[Records from a point labeling set]
........

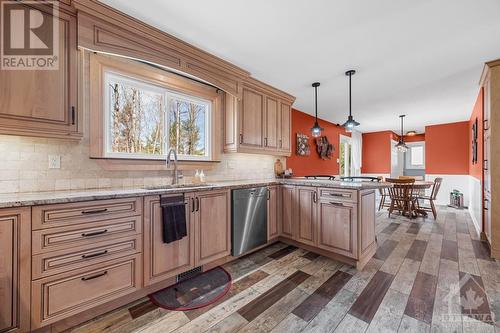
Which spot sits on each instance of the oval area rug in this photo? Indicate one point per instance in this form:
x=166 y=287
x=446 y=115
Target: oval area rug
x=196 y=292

........

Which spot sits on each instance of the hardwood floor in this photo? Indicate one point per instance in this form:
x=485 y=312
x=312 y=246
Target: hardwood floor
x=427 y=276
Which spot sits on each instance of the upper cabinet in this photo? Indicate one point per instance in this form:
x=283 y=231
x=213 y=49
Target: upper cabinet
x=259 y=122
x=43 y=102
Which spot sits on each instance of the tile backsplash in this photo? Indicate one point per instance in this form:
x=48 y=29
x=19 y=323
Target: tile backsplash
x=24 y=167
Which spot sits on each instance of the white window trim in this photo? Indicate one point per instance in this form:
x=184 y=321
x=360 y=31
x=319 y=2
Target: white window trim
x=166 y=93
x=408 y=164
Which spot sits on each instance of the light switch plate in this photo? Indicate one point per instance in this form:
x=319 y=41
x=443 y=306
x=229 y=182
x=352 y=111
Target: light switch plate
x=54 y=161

........

## DO THIS
Retype the rows from the line containing "Which spot sits on each instance of the oval" through the line containing "x=196 y=292", keeping every line exactly as it appears.

## RESPONSE BELOW
Which spot sits on each instance of the oval area rug in this photo? Indicate one point per instance in this form:
x=166 y=287
x=446 y=115
Target: oval area rug
x=196 y=292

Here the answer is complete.